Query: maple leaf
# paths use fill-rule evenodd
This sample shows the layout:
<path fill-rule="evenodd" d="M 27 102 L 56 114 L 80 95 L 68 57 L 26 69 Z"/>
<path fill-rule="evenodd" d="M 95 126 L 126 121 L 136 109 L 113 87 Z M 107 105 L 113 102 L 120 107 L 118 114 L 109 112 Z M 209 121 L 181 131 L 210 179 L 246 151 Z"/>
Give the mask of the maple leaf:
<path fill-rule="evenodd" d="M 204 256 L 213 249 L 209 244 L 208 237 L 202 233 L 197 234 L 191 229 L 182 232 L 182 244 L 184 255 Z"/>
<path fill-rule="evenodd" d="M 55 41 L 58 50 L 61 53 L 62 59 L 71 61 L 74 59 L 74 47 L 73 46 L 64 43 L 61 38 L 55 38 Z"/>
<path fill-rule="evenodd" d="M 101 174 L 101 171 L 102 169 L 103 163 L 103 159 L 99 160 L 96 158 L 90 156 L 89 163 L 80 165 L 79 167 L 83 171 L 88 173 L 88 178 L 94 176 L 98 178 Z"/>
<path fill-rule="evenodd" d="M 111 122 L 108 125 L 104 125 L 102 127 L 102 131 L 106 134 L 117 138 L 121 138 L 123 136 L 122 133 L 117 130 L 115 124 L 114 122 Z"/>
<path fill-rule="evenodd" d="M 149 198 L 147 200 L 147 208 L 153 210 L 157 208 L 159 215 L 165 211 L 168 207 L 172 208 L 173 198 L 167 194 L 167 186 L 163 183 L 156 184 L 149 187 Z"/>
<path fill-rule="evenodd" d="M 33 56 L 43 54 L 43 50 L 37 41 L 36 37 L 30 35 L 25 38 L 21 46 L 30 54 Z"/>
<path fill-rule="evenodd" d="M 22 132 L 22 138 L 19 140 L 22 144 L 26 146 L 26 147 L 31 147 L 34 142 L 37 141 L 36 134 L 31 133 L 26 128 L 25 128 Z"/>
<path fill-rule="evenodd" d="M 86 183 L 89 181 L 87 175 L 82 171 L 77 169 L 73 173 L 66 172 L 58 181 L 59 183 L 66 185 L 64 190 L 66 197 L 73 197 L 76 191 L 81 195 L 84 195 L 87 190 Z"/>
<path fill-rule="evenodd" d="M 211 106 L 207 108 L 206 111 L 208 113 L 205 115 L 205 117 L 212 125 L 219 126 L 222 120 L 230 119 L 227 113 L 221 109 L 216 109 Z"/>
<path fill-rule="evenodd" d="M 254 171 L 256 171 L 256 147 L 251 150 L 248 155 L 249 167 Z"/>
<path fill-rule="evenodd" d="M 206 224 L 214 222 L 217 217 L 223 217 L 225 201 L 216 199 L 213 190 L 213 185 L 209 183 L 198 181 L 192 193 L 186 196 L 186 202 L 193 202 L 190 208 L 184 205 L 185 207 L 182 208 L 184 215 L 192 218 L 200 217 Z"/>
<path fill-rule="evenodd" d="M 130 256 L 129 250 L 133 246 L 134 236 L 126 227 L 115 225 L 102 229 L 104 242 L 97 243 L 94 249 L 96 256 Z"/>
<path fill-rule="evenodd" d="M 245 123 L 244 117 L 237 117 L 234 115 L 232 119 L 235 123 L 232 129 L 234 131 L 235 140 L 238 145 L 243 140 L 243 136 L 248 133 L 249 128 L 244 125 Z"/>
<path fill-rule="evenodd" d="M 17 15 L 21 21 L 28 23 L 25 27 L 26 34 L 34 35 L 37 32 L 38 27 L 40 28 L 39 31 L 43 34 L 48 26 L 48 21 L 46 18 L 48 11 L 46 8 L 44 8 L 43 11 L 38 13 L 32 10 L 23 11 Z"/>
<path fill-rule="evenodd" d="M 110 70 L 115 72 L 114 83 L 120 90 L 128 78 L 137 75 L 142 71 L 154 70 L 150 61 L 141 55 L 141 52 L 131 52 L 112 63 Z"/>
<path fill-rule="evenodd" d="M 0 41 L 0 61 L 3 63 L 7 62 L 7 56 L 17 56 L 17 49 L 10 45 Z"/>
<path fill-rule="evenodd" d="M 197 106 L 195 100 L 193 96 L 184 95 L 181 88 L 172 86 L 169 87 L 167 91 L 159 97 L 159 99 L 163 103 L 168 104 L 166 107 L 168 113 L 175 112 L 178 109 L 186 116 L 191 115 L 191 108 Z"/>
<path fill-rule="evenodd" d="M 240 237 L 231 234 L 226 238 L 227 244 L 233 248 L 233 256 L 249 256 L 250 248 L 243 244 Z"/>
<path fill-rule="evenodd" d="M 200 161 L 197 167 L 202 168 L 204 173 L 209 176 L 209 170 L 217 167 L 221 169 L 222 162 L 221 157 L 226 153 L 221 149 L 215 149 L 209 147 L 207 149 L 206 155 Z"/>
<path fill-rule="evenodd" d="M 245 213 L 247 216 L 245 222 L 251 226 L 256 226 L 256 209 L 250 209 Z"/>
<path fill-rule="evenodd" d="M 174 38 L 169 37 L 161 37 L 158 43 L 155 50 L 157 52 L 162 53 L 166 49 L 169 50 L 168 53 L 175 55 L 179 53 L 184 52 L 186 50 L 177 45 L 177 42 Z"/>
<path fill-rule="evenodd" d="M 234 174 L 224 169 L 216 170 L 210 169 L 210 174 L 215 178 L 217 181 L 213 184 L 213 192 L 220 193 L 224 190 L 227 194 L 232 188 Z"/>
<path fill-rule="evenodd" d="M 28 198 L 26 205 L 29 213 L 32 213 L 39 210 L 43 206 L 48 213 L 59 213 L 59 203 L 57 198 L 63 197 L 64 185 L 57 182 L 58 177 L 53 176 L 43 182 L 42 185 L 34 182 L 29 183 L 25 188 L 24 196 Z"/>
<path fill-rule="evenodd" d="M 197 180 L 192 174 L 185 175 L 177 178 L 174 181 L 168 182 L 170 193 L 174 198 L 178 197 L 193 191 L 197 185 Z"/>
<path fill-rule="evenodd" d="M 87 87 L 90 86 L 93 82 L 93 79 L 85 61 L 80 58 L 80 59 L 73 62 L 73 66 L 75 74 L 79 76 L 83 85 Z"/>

══════════

- **作業内容**
レコードの先頭行から「Give the mask」を含む行までを、両端の行も含めて一字一句変えずに出力してください。

- **解答**
Query: maple leaf
# paths use fill-rule evenodd
This sample shows the layout:
<path fill-rule="evenodd" d="M 27 102 L 56 114 L 80 95 L 68 57 L 26 69 Z"/>
<path fill-rule="evenodd" d="M 95 126 L 126 121 L 136 109 L 113 87 Z M 107 105 L 113 102 L 120 107 L 118 114 L 109 112 Z M 209 121 L 181 131 L 210 179 L 246 151 Z"/>
Give the mask of the maple leaf:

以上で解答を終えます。